**課題**
母の介護についての文章のうち、「80キロ離れた独居の母の介護」から「のですがこれはダメでしたね。」までを、両端の語句も含めて一字一句そのまま書き写してください。

**文書抜粋**
· · · · ·

Royue

80キロ離れた独居の母の介護を中心に起こったこと、その後の施設入所後のことを書いています。

介護38:「医者が教える非まじめ介護のすすめ」を読んで・・☆☆☆☆良かった!

 

昨日2023年6月14日に、久しぶりに図書館に行き、認知症の本を探してきました。どうも並んでいるのは、ドクターが書いた本や、介護の学術的な本が多いようですね。私が読みたいのは、素人がある日、突然に認知症に「遭遇」し、介護が始まる一連のストーリー??なのですが、それが見当たらず、やむなく「ドクターが書いた」この本になったのです。でも、結論から先に言うと、この本は良かったです。実はもう一冊、老健の施設長でドクターの書いた本も借りたのですがこれはダメでしたね。

· · · · ·

**検討資料**
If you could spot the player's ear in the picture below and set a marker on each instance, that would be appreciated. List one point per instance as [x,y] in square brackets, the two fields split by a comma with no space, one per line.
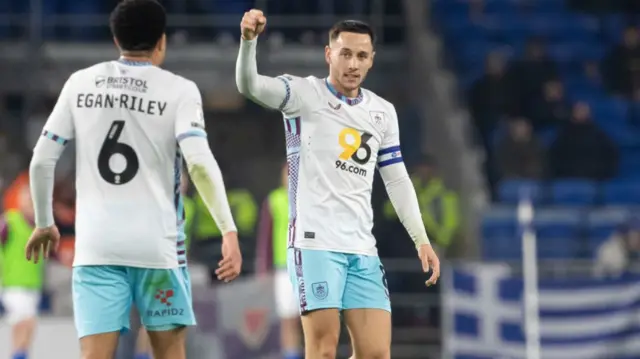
[327,54]
[162,43]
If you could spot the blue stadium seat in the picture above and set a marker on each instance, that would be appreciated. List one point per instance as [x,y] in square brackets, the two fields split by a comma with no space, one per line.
[503,248]
[511,191]
[499,222]
[556,232]
[557,222]
[574,192]
[602,222]
[621,193]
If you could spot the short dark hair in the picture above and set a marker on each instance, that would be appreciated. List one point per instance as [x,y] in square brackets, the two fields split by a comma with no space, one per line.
[355,26]
[138,25]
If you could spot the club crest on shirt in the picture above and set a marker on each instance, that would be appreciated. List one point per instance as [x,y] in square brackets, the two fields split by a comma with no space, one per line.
[378,118]
[320,290]
[100,81]
[335,107]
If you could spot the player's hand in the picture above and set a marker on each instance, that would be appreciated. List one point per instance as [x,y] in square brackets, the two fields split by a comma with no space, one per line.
[429,260]
[252,24]
[42,241]
[231,264]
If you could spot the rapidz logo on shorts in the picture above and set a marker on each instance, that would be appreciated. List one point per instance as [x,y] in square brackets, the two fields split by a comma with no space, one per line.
[163,296]
[320,290]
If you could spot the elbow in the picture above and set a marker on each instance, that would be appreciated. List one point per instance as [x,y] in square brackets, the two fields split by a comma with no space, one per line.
[38,166]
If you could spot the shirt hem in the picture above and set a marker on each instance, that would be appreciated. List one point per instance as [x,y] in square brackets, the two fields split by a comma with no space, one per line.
[373,252]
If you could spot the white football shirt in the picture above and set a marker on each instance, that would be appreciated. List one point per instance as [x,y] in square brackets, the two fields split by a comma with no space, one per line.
[334,144]
[127,119]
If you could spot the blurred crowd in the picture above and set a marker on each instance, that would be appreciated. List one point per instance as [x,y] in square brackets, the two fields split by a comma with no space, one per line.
[190,20]
[532,129]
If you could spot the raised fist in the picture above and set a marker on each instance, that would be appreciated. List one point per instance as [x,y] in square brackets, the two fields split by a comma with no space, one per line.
[252,24]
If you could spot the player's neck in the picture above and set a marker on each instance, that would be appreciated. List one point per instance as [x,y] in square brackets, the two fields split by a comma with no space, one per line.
[348,93]
[136,59]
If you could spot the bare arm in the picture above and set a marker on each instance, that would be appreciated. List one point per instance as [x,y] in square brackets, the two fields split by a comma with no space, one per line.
[202,166]
[270,92]
[207,177]
[403,198]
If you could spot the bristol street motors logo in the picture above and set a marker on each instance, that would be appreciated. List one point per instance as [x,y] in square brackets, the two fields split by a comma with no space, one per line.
[164,297]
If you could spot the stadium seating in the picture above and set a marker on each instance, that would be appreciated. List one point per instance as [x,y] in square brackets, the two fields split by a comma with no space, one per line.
[573,217]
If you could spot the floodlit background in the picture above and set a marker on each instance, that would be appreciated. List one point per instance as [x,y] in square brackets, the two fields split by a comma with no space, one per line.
[502,103]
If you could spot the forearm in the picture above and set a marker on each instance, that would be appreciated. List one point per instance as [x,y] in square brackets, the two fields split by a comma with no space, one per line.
[404,200]
[267,91]
[207,178]
[41,178]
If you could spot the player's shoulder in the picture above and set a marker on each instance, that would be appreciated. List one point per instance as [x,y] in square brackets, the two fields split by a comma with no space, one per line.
[308,80]
[377,101]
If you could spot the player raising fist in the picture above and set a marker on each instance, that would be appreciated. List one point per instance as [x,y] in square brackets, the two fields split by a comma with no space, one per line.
[337,133]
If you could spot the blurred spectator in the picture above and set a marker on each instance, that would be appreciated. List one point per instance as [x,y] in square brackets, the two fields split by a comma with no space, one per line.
[634,111]
[621,67]
[549,108]
[592,73]
[530,73]
[490,97]
[519,153]
[582,149]
[614,256]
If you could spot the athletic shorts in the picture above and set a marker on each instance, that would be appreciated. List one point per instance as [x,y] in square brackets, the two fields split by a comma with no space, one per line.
[103,295]
[324,279]
[20,303]
[286,300]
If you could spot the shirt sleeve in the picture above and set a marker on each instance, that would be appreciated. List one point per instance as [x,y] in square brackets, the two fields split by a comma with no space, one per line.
[57,132]
[283,93]
[402,194]
[389,153]
[59,126]
[189,114]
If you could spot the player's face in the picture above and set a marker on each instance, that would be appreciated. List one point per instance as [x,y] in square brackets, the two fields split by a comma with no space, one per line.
[161,50]
[350,57]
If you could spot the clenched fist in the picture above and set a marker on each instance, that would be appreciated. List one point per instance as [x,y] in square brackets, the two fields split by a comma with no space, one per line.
[252,24]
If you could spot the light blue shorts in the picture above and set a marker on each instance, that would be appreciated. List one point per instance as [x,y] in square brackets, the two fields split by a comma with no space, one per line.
[324,279]
[102,298]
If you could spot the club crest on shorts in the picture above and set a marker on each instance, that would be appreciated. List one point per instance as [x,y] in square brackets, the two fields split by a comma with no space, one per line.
[320,290]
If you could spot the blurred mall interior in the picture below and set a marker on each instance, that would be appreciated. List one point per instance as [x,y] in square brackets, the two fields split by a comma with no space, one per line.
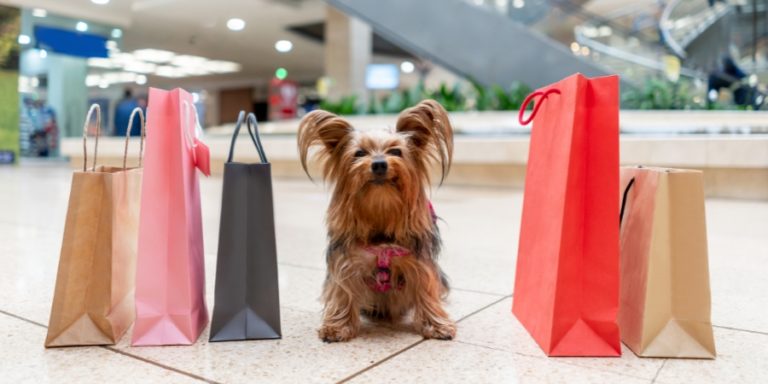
[687,67]
[693,78]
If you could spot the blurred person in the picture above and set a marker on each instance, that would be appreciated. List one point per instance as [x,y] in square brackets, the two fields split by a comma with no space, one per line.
[730,76]
[123,113]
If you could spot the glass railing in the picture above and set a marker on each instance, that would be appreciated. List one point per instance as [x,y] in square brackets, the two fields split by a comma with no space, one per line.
[618,43]
[683,20]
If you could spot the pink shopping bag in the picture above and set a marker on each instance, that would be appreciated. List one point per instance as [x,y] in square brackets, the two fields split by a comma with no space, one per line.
[170,276]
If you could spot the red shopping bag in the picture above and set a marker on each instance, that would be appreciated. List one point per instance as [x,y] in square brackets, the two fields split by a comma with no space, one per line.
[567,280]
[170,276]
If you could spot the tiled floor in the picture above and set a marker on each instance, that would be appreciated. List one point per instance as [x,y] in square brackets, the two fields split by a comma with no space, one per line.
[480,232]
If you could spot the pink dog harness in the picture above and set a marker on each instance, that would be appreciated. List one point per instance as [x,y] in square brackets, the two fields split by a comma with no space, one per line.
[382,280]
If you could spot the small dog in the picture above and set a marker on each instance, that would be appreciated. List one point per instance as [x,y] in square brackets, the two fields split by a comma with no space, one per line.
[382,231]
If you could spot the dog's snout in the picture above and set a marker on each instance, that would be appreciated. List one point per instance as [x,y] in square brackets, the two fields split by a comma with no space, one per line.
[379,167]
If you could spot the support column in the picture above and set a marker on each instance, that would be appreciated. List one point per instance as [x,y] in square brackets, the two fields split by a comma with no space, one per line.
[68,95]
[348,49]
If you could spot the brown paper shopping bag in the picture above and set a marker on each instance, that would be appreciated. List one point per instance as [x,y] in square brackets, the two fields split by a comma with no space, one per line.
[664,298]
[93,300]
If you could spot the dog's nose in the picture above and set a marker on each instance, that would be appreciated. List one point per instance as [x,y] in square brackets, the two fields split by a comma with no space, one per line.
[379,167]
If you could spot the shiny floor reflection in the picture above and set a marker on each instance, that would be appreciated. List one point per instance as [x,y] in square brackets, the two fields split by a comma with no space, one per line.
[480,229]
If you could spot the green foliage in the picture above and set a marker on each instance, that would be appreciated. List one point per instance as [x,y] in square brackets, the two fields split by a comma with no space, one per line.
[453,98]
[658,93]
[9,111]
[348,105]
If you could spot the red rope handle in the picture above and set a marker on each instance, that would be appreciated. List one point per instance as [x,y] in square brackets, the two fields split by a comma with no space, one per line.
[536,106]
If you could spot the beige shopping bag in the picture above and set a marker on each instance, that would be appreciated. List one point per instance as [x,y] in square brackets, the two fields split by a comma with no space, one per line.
[93,300]
[664,306]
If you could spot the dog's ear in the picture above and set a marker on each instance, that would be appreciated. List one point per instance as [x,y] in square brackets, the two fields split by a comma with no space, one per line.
[429,133]
[324,129]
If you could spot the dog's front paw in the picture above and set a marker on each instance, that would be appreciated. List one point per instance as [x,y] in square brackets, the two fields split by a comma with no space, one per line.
[334,333]
[445,330]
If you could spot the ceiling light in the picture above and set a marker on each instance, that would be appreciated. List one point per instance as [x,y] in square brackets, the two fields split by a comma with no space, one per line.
[219,66]
[92,80]
[100,62]
[236,24]
[188,60]
[154,55]
[575,47]
[283,46]
[407,67]
[169,71]
[140,67]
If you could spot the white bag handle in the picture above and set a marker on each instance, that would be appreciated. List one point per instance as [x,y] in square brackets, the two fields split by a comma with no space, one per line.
[187,110]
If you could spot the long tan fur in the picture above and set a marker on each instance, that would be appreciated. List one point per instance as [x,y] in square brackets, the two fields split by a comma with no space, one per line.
[390,210]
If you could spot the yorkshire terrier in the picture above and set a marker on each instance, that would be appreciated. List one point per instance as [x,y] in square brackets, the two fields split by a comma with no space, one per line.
[382,230]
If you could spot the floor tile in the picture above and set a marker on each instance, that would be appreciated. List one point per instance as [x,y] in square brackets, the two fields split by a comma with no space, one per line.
[24,360]
[298,357]
[742,357]
[497,328]
[453,362]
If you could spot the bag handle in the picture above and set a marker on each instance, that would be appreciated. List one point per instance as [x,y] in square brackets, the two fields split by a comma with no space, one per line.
[253,131]
[97,108]
[187,109]
[536,106]
[140,112]
[624,199]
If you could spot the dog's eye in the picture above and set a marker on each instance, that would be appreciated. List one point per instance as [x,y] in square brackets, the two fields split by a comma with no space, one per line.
[395,152]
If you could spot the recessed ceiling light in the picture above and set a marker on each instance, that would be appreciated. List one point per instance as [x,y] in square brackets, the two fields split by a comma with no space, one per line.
[169,71]
[407,67]
[154,55]
[283,46]
[236,24]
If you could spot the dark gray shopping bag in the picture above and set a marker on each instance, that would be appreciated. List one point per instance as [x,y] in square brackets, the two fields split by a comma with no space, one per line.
[247,305]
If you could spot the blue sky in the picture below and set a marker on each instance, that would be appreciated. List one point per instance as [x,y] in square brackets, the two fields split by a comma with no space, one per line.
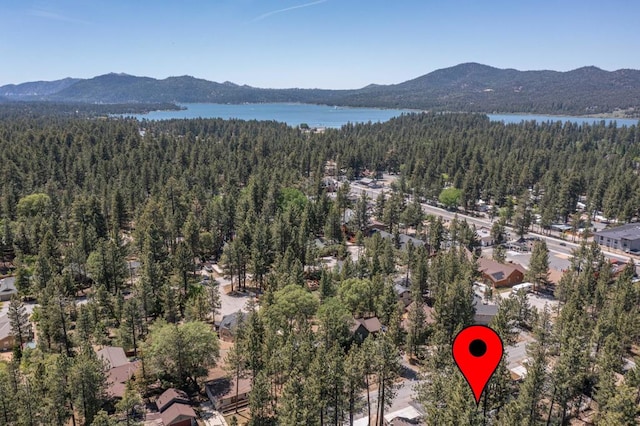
[309,43]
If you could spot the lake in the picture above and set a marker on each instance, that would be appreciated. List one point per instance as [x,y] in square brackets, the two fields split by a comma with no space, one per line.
[518,118]
[292,114]
[328,116]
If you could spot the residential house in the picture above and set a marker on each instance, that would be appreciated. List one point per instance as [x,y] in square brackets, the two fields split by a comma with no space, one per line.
[228,325]
[624,237]
[408,415]
[484,311]
[403,293]
[118,377]
[484,235]
[500,274]
[175,408]
[118,368]
[112,356]
[363,327]
[7,288]
[404,239]
[171,396]
[429,315]
[179,415]
[225,396]
[6,338]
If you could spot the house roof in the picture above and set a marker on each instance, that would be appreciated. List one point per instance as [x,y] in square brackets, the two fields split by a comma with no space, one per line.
[171,396]
[429,313]
[372,325]
[404,239]
[630,231]
[400,289]
[113,355]
[555,275]
[7,286]
[176,413]
[224,387]
[407,413]
[230,321]
[498,271]
[5,327]
[482,309]
[117,378]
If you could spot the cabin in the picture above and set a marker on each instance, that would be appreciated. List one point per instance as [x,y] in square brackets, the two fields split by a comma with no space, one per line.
[119,370]
[7,340]
[7,288]
[363,327]
[228,325]
[484,236]
[175,408]
[500,274]
[225,396]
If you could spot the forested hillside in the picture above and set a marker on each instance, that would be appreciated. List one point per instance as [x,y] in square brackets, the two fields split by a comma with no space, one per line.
[467,87]
[81,197]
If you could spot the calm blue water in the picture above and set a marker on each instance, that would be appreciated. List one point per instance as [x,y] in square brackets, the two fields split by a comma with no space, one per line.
[292,114]
[518,118]
[328,116]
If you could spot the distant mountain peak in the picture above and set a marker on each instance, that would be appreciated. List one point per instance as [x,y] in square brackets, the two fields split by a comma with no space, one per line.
[469,86]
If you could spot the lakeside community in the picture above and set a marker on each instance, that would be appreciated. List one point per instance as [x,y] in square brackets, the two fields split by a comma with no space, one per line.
[497,279]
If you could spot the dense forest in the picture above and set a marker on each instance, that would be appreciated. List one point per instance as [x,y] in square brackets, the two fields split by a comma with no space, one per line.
[81,197]
[469,87]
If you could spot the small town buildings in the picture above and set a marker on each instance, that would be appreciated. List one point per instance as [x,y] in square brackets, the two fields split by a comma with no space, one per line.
[429,315]
[7,288]
[179,415]
[175,408]
[6,339]
[225,396]
[118,368]
[484,311]
[484,235]
[403,293]
[405,416]
[112,356]
[500,274]
[404,239]
[363,327]
[228,325]
[171,396]
[624,237]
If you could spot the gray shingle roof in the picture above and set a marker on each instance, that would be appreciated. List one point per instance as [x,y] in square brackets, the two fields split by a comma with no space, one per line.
[630,231]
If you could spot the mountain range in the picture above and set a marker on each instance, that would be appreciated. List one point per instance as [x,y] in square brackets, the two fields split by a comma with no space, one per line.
[465,87]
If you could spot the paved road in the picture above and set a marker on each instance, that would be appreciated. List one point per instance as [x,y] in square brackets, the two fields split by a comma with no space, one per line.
[555,245]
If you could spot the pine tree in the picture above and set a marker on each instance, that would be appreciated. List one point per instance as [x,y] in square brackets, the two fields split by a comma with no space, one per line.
[19,321]
[499,254]
[538,272]
[129,402]
[87,379]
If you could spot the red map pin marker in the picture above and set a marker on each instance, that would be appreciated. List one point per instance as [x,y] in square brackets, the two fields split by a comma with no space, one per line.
[477,351]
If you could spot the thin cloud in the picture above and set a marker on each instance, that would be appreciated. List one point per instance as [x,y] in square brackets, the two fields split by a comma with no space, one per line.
[53,16]
[275,12]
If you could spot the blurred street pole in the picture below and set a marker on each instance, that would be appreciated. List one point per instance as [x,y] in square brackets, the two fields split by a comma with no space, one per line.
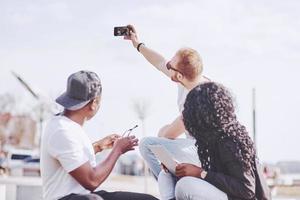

· · · · ·

**出力結果**
80キロ離れた独居の母の介護を中心に起こったこと、その後の施設入所後のことを書いています。

介護38:「医者が教える非まじめ介護のすすめ」を読んで・・☆☆☆☆良かった!

 

昨日2023年6月14日に、久しぶりに図書館に行き、認知症の本を探してきました。どうも並んでいるのは、ドクターが書いた本や、介護の学術的な本が多いようですね。私が読みたいのは、素人がある日、突然に認知症に「遭遇」し、介護が始まる一連のストーリー??なのですが、それが見当たらず、やむなく「ドクターが書いた」この本になったのです。でも、結論から先に言うと、この本は良かったです。実はもう一冊、老健の施設長でドクターの書いた本も借りたのですがこれはダメでしたね。